Il seguente testo di Harry Mulisch Elogio della terra di nessuno risale al 1988. È il testo della conferenza che lo scrittore tenne il 25 maggio 1988 a Berlino durante il convegno ‘Ein Traum von Europa’. Ho trovato la traduzione nella rivista trimestrale Lettera internazionale. (Vedere in calce i dettagli bibliografici.)
I
I miei bisnonni paterni erano originari dalla Sassonia e della Baviera. Mio nonno nacque a Graslitz, oggi Kraslice, Cecoslovacchia; mia nonna a Erfurt. Si sposarono a Praga. Mio padre nacque a Gablonz, oggi Jablonec, Cecoslovacchia. Crebbe a Bielitz, oggi Bielsko, Polonia. Studiò a Vienna. Come ufficiale di mestiere austro-ungarico nella prima guerra mondiale sparò a est sui russi, a sud sugli italiani, e a ovest su francesi, inglesi, americani e tutto ciò che si muoveva da quelle parti.
Ad Anversa l’arianissimo ufficiale di artiglieria conobbe la figlia di dieci anni di una famiglia ebrea presso la quale era alloggiato. Questa ragazzina, nove anni dopo mia madre, era nata ad Anversa, senza però essere belga. Sua nonna paterna veniva da Zala Egerczeg, oggi Ungheria; suo padre, dunque mio nonno, da Vienna. Ad Anversa quest’ultimo aveva sposato mia nonna che era nata a Francoforte sul Meno. Dopo la guerra la famiglia fu costretta a scappare dal Belgio, e si stabilì ad Amsterdam. Mio padre tornò a Vienna, dove improvvisamente si ritrovò ad avere la nazionalità cecoslovacca. Sua sorella maggiore sposò un polacco e si stabilì a Cracovia, la minore sposò un ceco e si trasferì a Brno, dove mia nipote vive tutt’oggi. Mio nonno nel frattempo era morto, e mio padre, quando morì anche sua madre a Wiesbaden, emigrò in Olanda. Lì fece stampare il suo annuncio di fidanzamento in francese, quello di matrimonio in tedesco, e poi nacqui io, ad Haarlem, come bambino ceco.

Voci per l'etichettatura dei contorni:
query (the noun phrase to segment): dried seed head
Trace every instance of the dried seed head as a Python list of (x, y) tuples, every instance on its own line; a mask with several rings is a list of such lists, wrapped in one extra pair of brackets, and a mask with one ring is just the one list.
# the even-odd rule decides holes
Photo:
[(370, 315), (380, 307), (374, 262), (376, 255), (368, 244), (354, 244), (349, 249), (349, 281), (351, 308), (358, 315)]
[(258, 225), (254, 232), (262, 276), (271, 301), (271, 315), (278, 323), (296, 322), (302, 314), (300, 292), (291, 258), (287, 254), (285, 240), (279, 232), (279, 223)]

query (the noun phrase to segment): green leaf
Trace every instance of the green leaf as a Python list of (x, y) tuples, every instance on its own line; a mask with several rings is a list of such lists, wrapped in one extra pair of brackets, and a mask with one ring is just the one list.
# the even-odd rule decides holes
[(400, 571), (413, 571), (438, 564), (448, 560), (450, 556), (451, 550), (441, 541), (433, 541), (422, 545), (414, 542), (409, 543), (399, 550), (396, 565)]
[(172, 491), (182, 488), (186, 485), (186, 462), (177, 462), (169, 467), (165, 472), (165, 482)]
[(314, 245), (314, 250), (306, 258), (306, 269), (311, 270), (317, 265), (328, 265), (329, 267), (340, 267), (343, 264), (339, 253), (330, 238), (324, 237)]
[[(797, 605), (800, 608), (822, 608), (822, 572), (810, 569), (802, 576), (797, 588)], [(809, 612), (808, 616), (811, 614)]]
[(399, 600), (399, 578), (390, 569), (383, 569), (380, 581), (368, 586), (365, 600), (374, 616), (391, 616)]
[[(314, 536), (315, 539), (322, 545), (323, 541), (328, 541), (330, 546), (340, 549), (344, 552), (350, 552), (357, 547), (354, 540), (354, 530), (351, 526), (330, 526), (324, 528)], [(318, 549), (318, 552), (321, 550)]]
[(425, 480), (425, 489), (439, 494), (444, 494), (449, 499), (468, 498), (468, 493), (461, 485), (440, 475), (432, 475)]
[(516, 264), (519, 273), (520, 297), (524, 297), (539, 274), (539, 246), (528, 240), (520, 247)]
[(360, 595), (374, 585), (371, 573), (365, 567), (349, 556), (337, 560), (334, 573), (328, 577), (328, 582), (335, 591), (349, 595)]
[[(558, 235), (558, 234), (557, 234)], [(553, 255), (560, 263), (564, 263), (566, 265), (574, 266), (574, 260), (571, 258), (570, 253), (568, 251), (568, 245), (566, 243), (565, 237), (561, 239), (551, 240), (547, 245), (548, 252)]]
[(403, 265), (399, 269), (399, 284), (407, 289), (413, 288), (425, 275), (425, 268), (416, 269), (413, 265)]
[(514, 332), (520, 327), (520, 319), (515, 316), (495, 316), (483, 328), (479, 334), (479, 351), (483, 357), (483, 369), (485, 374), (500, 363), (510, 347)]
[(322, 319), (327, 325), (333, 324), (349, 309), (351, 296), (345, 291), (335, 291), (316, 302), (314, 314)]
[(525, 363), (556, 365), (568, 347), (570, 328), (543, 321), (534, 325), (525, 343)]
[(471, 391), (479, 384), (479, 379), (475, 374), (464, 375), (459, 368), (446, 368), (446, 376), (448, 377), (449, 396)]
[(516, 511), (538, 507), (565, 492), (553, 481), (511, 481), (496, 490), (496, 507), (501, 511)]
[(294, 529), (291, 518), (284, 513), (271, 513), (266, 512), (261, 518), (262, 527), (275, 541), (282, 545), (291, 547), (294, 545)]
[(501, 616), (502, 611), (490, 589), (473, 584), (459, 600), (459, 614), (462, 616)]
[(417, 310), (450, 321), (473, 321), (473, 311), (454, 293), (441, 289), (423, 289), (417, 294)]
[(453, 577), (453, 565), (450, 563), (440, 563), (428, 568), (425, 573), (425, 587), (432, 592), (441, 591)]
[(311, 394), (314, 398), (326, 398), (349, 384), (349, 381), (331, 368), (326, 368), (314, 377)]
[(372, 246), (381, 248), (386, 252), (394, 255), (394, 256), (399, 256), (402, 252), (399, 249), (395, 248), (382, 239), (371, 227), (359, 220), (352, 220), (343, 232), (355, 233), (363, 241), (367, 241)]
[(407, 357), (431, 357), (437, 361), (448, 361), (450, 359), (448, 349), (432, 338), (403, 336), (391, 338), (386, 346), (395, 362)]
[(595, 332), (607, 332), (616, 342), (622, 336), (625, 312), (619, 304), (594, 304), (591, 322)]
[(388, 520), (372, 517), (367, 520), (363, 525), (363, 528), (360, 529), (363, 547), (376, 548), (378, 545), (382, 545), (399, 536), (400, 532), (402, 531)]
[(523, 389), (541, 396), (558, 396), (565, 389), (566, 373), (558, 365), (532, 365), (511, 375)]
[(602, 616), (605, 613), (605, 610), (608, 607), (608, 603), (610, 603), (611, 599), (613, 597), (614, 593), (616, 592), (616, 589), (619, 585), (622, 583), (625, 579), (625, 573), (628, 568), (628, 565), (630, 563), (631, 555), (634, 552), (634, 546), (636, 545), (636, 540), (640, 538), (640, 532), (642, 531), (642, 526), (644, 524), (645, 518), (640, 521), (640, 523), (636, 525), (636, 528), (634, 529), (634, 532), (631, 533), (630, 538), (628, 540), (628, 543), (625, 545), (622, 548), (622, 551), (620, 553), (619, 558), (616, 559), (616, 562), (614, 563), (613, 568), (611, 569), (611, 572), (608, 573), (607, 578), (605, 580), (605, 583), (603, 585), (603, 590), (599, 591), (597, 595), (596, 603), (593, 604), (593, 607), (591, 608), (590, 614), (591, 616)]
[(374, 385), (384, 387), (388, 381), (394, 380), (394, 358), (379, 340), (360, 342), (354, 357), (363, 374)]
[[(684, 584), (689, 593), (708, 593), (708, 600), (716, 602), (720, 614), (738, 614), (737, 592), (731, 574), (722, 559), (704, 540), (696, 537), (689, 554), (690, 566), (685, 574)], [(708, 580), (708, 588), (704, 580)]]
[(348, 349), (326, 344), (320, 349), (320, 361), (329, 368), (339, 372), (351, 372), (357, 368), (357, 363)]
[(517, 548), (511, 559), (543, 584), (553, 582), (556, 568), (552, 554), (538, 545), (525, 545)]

* * *

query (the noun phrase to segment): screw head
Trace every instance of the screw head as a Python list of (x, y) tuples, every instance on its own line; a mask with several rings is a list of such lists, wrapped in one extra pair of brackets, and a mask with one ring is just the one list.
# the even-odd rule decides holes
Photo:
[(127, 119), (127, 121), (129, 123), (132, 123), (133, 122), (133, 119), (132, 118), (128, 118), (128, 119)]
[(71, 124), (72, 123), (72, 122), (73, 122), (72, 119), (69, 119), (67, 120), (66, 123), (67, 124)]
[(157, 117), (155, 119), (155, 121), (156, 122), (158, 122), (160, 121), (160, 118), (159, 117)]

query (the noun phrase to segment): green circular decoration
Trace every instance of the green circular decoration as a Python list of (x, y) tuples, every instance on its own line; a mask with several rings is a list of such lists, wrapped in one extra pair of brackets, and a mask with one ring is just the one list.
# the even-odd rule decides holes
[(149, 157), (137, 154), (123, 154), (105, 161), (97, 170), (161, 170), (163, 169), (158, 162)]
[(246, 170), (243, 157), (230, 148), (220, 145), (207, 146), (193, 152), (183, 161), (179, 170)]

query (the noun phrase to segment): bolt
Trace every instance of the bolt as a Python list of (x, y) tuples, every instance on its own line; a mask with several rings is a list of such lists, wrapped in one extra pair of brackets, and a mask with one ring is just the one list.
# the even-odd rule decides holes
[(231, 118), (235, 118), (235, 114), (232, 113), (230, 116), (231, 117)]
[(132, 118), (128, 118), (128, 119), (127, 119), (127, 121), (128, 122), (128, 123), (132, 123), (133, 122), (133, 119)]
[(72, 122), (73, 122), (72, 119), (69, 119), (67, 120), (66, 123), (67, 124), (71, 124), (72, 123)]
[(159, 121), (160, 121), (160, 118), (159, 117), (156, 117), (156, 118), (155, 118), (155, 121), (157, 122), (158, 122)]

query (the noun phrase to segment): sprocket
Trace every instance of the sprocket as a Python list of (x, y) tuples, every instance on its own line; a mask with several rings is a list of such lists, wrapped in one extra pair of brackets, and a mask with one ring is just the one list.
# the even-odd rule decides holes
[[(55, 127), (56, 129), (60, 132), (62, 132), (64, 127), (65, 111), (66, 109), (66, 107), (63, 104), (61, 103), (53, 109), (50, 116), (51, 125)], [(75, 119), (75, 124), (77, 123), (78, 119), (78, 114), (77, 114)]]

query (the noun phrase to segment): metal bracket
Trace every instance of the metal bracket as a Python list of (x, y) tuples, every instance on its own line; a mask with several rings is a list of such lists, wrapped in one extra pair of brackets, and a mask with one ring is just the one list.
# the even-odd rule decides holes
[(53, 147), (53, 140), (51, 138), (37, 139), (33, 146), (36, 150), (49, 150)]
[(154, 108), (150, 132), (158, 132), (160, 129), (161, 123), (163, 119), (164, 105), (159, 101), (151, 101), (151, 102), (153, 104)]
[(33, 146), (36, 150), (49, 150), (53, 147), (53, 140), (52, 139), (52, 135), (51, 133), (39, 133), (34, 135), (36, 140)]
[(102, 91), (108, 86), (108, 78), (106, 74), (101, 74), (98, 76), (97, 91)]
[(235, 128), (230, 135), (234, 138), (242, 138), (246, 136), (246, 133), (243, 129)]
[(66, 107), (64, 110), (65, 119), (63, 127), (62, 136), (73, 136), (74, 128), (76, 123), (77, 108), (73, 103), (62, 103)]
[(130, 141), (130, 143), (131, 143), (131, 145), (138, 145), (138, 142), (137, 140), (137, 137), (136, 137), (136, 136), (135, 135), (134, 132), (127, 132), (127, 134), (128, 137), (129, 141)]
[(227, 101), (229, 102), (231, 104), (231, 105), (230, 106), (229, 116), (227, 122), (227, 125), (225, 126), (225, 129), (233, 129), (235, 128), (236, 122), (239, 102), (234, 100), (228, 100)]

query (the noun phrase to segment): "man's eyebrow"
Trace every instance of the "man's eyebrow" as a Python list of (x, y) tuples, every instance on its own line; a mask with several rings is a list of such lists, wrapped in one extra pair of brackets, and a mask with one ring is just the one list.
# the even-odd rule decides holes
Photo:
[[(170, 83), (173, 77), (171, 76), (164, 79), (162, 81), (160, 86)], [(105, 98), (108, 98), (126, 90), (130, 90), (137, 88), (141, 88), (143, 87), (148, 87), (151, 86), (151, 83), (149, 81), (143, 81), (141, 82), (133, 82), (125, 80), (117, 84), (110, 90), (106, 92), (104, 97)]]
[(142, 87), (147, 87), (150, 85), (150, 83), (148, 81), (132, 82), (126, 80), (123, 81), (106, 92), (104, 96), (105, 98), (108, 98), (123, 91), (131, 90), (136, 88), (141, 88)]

--

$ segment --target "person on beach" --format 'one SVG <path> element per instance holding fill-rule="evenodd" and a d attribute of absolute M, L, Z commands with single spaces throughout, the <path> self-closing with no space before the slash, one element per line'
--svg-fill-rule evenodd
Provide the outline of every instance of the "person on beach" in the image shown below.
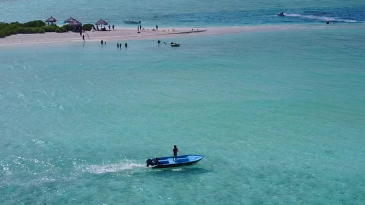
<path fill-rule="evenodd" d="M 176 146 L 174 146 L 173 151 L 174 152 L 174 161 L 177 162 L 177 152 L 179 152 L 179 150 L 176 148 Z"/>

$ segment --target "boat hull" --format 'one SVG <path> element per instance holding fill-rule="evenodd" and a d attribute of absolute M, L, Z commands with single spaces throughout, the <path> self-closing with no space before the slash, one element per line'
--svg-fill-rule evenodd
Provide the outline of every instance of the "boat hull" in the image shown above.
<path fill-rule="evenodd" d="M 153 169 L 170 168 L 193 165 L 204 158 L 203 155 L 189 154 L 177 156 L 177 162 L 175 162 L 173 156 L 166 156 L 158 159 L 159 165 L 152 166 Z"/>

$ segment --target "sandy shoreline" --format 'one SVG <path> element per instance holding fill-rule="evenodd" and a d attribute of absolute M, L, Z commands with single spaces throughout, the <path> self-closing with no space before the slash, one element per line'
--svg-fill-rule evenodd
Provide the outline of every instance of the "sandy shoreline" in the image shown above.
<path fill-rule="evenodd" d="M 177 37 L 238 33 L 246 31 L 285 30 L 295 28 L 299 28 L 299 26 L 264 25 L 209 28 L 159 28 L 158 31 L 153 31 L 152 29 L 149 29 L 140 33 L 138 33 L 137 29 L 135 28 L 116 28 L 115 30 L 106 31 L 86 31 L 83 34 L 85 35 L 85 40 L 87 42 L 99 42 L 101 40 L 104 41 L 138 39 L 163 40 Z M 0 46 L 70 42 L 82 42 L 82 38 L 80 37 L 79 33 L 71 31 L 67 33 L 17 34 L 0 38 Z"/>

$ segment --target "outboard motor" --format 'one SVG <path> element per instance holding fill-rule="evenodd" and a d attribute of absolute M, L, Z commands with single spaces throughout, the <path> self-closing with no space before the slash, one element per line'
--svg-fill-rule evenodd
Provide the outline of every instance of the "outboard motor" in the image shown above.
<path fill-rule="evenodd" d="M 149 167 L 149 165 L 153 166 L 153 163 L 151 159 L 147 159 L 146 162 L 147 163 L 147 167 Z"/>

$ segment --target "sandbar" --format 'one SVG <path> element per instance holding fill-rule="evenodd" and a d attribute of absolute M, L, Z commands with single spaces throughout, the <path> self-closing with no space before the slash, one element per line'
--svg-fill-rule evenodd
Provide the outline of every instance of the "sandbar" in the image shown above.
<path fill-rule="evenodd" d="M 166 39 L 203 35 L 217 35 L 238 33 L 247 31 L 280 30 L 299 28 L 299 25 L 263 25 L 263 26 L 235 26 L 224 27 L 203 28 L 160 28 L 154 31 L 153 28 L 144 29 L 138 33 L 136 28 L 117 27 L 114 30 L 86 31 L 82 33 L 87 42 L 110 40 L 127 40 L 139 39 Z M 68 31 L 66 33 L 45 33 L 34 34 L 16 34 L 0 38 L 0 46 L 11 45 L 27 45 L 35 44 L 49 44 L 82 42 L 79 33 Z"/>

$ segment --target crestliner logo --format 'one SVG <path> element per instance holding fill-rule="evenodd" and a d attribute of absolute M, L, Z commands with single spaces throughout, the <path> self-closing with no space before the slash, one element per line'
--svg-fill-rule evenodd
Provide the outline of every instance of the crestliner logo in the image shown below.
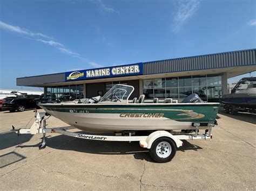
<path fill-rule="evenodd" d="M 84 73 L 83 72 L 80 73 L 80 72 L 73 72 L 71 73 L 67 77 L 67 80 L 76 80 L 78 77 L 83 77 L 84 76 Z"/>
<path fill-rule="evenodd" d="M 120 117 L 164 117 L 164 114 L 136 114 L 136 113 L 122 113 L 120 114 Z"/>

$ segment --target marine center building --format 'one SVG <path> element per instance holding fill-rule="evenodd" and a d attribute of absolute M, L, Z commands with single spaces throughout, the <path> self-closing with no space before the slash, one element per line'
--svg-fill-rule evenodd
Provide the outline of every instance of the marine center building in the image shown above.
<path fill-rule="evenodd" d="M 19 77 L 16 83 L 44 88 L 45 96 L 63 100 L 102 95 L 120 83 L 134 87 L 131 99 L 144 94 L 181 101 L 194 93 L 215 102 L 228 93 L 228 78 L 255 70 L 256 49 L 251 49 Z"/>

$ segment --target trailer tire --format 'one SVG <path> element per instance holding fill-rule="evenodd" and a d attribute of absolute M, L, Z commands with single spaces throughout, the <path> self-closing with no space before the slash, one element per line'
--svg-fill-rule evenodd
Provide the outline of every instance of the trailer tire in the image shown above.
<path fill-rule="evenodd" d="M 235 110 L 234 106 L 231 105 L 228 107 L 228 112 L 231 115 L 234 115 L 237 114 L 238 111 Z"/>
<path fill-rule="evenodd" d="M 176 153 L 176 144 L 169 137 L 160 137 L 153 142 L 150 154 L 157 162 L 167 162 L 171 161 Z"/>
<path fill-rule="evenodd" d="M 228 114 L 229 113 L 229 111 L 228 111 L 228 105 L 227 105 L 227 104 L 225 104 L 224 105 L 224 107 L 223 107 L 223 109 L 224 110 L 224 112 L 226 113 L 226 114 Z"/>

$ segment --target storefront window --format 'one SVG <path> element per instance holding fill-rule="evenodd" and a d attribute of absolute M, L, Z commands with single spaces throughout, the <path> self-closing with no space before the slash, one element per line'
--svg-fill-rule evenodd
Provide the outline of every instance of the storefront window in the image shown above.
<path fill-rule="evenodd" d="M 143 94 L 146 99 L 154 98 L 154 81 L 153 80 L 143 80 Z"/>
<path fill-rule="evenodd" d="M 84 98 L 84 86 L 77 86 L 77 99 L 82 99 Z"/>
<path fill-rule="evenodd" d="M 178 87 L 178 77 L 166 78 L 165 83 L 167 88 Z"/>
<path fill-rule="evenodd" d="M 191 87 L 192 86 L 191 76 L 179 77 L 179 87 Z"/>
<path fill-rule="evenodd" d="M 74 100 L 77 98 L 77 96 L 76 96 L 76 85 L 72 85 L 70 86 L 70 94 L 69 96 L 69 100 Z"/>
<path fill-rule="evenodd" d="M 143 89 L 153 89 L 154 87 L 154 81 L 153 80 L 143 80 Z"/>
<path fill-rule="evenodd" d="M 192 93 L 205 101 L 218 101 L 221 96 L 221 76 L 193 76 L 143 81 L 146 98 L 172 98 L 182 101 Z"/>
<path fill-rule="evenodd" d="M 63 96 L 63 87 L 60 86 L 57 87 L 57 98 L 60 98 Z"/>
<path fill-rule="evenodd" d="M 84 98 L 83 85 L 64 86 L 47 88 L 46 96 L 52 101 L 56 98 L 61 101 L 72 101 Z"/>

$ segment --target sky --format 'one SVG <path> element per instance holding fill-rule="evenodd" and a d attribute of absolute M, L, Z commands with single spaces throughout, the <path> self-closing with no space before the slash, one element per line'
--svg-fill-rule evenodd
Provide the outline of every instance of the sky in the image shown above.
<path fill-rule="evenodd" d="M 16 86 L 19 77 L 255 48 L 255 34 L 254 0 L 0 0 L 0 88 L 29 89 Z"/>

Consegna: Nel testo sulle origini familiari, individua tutti i luoghi di nascita indicati e associa ciascuno alla persona a cui si riferisce. Per rispondere ci si basa esclusivamente sul testo.

Risposta:
- Nonno paterno: Graslitz, oggi Kraslice
- Nonna paterna: Erfurt
- Padre: Gablonz, oggi Jablonec
- Madre: Anversa
- Nonna materna: Francoforte sul Meno
- Chi scrive: Haarlem